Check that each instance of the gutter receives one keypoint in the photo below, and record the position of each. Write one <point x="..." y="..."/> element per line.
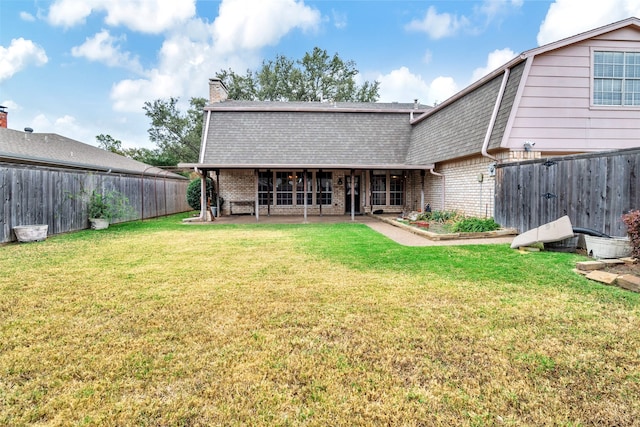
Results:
<point x="494" y="114"/>
<point x="203" y="195"/>
<point x="515" y="61"/>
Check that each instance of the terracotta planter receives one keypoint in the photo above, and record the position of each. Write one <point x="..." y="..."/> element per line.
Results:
<point x="99" y="223"/>
<point x="602" y="247"/>
<point x="31" y="233"/>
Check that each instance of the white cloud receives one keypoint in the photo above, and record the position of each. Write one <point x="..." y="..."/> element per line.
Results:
<point x="251" y="25"/>
<point x="146" y="16"/>
<point x="402" y="85"/>
<point x="188" y="58"/>
<point x="438" y="25"/>
<point x="20" y="54"/>
<point x="26" y="16"/>
<point x="494" y="8"/>
<point x="339" y="19"/>
<point x="441" y="89"/>
<point x="495" y="60"/>
<point x="105" y="48"/>
<point x="566" y="18"/>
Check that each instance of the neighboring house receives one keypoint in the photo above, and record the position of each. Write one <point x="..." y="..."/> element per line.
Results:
<point x="46" y="179"/>
<point x="577" y="95"/>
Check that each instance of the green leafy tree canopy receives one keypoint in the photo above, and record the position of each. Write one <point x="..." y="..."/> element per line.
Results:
<point x="316" y="77"/>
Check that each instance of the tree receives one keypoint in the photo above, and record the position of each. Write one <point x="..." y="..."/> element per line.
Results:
<point x="177" y="135"/>
<point x="315" y="77"/>
<point x="144" y="155"/>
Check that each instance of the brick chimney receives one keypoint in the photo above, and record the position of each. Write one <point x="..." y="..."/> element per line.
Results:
<point x="217" y="91"/>
<point x="3" y="116"/>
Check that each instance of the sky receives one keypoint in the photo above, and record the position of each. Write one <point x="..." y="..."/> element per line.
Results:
<point x="81" y="68"/>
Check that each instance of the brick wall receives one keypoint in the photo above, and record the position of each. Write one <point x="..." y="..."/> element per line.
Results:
<point x="468" y="185"/>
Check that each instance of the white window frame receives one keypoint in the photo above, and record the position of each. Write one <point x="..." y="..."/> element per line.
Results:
<point x="624" y="79"/>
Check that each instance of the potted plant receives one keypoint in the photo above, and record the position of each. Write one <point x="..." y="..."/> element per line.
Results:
<point x="104" y="207"/>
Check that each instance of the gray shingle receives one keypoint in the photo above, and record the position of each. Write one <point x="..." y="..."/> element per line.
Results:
<point x="53" y="149"/>
<point x="286" y="136"/>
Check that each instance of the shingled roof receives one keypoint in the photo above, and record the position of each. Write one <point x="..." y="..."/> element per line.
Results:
<point x="307" y="135"/>
<point x="50" y="149"/>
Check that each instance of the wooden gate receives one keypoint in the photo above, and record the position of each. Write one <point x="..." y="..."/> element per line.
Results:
<point x="594" y="190"/>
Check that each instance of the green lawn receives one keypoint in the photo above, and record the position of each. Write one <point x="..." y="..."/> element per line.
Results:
<point x="162" y="323"/>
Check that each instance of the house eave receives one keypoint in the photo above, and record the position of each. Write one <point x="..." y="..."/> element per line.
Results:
<point x="211" y="166"/>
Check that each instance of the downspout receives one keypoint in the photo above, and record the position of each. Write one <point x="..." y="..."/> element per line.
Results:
<point x="203" y="184"/>
<point x="203" y="194"/>
<point x="433" y="172"/>
<point x="492" y="122"/>
<point x="494" y="115"/>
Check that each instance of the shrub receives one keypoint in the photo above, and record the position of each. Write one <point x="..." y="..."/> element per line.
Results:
<point x="112" y="204"/>
<point x="632" y="221"/>
<point x="440" y="216"/>
<point x="475" y="225"/>
<point x="193" y="194"/>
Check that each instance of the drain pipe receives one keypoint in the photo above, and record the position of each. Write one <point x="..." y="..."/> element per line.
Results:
<point x="203" y="194"/>
<point x="492" y="122"/>
<point x="433" y="172"/>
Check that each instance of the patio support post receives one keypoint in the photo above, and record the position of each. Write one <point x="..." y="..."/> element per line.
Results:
<point x="353" y="195"/>
<point x="218" y="193"/>
<point x="319" y="183"/>
<point x="257" y="204"/>
<point x="269" y="186"/>
<point x="422" y="174"/>
<point x="371" y="189"/>
<point x="304" y="183"/>
<point x="203" y="196"/>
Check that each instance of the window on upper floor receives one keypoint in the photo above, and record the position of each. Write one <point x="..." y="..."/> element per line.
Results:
<point x="616" y="78"/>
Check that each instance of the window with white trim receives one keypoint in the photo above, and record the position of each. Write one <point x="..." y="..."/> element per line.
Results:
<point x="265" y="188"/>
<point x="284" y="188"/>
<point x="300" y="189"/>
<point x="616" y="78"/>
<point x="379" y="188"/>
<point x="324" y="188"/>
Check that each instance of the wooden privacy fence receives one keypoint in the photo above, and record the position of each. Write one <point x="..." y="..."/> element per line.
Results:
<point x="58" y="197"/>
<point x="594" y="190"/>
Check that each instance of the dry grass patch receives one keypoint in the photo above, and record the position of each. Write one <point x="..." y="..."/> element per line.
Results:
<point x="158" y="324"/>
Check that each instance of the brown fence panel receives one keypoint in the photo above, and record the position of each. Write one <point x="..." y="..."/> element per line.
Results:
<point x="594" y="190"/>
<point x="58" y="197"/>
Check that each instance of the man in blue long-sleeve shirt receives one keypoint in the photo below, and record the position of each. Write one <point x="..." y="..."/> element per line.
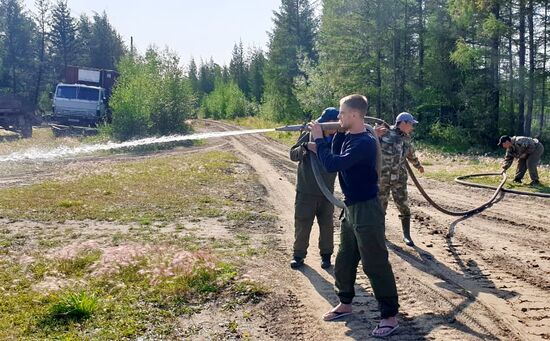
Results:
<point x="362" y="236"/>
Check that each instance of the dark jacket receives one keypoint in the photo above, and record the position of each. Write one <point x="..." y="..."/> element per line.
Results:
<point x="305" y="180"/>
<point x="353" y="156"/>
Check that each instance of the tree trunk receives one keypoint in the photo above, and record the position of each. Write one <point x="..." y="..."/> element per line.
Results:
<point x="495" y="63"/>
<point x="420" y="4"/>
<point x="543" y="87"/>
<point x="532" y="52"/>
<point x="512" y="126"/>
<point x="378" y="61"/>
<point x="41" y="56"/>
<point x="521" y="109"/>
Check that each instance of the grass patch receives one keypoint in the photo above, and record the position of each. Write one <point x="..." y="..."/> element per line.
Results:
<point x="244" y="216"/>
<point x="74" y="306"/>
<point x="157" y="189"/>
<point x="77" y="266"/>
<point x="136" y="300"/>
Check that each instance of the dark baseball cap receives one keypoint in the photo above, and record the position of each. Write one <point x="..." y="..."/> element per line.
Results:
<point x="329" y="114"/>
<point x="503" y="139"/>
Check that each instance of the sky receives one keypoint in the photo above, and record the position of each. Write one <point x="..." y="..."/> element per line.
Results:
<point x="191" y="28"/>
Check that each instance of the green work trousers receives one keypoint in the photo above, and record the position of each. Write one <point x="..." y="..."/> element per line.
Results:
<point x="306" y="208"/>
<point x="362" y="237"/>
<point x="530" y="163"/>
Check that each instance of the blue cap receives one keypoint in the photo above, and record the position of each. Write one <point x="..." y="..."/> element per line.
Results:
<point x="329" y="114"/>
<point x="405" y="117"/>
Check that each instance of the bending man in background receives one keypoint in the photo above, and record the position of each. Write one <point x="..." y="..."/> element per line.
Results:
<point x="527" y="150"/>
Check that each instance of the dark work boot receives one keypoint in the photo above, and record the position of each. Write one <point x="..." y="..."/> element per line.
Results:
<point x="296" y="262"/>
<point x="406" y="223"/>
<point x="325" y="261"/>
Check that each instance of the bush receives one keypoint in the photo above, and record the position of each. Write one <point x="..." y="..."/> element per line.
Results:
<point x="151" y="97"/>
<point x="452" y="137"/>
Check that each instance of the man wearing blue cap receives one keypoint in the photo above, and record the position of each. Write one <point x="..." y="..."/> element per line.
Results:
<point x="396" y="150"/>
<point x="310" y="201"/>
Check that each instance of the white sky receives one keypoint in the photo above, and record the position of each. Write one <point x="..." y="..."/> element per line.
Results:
<point x="192" y="28"/>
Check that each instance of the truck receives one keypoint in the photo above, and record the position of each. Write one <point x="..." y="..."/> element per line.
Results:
<point x="82" y="99"/>
<point x="15" y="115"/>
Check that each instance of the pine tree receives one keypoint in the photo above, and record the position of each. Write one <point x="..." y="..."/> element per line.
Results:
<point x="84" y="39"/>
<point x="63" y="36"/>
<point x="238" y="69"/>
<point x="42" y="18"/>
<point x="256" y="67"/>
<point x="292" y="40"/>
<point x="106" y="45"/>
<point x="18" y="52"/>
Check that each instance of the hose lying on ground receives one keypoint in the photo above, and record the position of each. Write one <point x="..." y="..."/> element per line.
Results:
<point x="461" y="181"/>
<point x="499" y="189"/>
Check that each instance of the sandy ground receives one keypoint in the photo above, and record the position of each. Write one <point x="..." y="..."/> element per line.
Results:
<point x="491" y="281"/>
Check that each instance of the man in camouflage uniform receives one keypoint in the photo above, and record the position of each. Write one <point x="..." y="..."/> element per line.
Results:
<point x="396" y="150"/>
<point x="527" y="150"/>
<point x="310" y="201"/>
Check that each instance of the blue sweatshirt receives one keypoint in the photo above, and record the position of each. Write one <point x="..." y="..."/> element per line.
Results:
<point x="353" y="156"/>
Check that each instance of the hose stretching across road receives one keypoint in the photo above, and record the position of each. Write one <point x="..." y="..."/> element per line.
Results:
<point x="461" y="181"/>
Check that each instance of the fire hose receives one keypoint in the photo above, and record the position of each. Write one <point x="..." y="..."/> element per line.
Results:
<point x="338" y="203"/>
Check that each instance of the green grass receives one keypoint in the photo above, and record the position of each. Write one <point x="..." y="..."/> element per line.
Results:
<point x="74" y="306"/>
<point x="157" y="189"/>
<point x="78" y="265"/>
<point x="121" y="305"/>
+--
Quote the line that contains "Check that each instance of the man in camouflage" and each line after it through the end of the data, exactly, leaving out everything else.

• **Complete response**:
Check that each instance of the man in camouflage uniform receives one keypoint in the photo above, and record the position of each. Write one <point x="..." y="..."/> element per line.
Results:
<point x="396" y="150"/>
<point x="527" y="150"/>
<point x="310" y="201"/>
Check that each instance of the blue sweatshirt receives one keypoint in the photo above, and record the position of each. Write one <point x="..." y="..."/> element per line.
Results:
<point x="353" y="156"/>
Check that each instance of the hose stretching across road receives one keypoint in the photo above, and record the position of each. Write one <point x="..." y="..."/> element per line.
Results:
<point x="461" y="181"/>
Check that each instance of the fire hose receives one keypoint in the photo above, and record the position of each. Write one <point x="..." y="..."/> element per line.
Results:
<point x="338" y="203"/>
Check that each instance of the green grass receives one keypoint in the photo above, and record the position of each. Write one <point x="..." y="..."/> element per line.
Results:
<point x="74" y="306"/>
<point x="157" y="189"/>
<point x="78" y="265"/>
<point x="121" y="305"/>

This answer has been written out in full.